WRITTEN REQUEST >> Extract every line among the items below that contains the string "crucifix", and reproduce each such line in full.
______
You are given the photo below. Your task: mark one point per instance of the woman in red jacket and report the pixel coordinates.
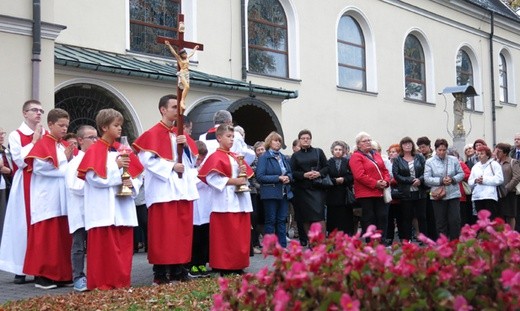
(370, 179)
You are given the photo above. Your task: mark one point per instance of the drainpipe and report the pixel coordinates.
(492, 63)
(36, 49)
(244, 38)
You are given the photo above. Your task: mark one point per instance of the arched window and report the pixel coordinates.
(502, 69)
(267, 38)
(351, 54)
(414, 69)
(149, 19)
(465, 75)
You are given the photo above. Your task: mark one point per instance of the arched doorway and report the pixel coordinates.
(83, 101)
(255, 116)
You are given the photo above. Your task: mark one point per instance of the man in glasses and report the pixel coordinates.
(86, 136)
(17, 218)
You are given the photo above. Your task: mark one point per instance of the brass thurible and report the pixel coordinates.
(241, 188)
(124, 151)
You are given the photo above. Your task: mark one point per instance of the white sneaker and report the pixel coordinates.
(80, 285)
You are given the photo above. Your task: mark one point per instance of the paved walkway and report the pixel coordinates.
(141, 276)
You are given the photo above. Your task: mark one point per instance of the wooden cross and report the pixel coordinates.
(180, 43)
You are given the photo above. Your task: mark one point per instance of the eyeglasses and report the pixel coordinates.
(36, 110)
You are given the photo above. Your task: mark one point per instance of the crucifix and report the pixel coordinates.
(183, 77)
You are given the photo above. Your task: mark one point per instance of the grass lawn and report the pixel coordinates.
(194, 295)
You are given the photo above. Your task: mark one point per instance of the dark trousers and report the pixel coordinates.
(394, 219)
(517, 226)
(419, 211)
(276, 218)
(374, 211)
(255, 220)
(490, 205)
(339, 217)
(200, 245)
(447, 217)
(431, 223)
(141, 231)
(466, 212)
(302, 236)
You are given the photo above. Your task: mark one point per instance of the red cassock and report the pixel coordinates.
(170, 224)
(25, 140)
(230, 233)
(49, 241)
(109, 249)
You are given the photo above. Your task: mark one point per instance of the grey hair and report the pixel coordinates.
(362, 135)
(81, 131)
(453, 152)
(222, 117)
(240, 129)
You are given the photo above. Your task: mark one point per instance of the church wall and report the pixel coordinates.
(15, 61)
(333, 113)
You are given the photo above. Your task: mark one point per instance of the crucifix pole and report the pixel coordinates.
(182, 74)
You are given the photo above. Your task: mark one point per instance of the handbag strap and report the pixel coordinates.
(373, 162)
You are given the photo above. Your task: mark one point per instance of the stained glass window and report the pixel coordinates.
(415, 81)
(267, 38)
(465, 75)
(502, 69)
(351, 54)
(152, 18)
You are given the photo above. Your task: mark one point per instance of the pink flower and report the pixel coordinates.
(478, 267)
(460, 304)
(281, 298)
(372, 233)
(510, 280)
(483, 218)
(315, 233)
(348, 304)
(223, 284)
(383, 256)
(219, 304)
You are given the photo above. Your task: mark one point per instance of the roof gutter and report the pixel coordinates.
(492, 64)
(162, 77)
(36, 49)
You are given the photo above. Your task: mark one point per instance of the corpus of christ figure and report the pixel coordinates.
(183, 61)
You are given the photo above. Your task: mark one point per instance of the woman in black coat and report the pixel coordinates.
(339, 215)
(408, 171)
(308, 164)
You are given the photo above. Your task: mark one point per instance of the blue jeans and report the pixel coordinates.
______
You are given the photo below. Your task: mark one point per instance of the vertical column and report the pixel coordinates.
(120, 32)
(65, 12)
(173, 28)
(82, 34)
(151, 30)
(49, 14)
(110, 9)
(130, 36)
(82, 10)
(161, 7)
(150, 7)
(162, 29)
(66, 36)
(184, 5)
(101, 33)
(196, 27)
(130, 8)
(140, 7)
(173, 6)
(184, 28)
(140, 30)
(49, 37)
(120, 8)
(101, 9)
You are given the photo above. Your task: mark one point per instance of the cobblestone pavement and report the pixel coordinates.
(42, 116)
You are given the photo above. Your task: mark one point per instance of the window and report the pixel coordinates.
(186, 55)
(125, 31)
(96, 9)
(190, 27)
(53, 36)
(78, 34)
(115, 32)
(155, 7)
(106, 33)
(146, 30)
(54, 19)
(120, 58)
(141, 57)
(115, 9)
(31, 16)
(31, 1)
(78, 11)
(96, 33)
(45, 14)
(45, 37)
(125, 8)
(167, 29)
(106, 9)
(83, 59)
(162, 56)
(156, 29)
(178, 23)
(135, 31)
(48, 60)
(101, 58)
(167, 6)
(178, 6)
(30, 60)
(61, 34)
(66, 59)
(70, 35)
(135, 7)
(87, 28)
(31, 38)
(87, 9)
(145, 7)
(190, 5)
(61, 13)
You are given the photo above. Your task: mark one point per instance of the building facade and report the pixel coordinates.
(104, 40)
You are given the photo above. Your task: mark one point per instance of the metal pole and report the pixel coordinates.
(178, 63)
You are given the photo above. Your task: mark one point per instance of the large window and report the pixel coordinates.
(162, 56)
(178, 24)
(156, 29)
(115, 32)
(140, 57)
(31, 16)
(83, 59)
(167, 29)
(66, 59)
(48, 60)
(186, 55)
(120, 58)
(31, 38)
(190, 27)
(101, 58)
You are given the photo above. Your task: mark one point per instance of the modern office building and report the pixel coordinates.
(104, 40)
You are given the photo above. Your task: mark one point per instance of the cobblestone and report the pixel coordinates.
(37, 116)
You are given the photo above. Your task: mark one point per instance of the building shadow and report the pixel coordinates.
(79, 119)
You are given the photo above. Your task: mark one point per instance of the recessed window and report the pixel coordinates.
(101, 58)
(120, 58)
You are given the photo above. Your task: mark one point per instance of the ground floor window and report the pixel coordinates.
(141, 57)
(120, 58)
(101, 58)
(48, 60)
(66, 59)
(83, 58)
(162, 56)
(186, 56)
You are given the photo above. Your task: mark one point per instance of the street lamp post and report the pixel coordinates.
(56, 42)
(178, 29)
______
COMPLETE RESPONSE >>
You are given the photo above. Your task: mark one point per instance of the crucifix and report the pixel coordinates.
You are given the photo above. Your task: mark one point per instance of the crucifix pole and report the pixel coordinates.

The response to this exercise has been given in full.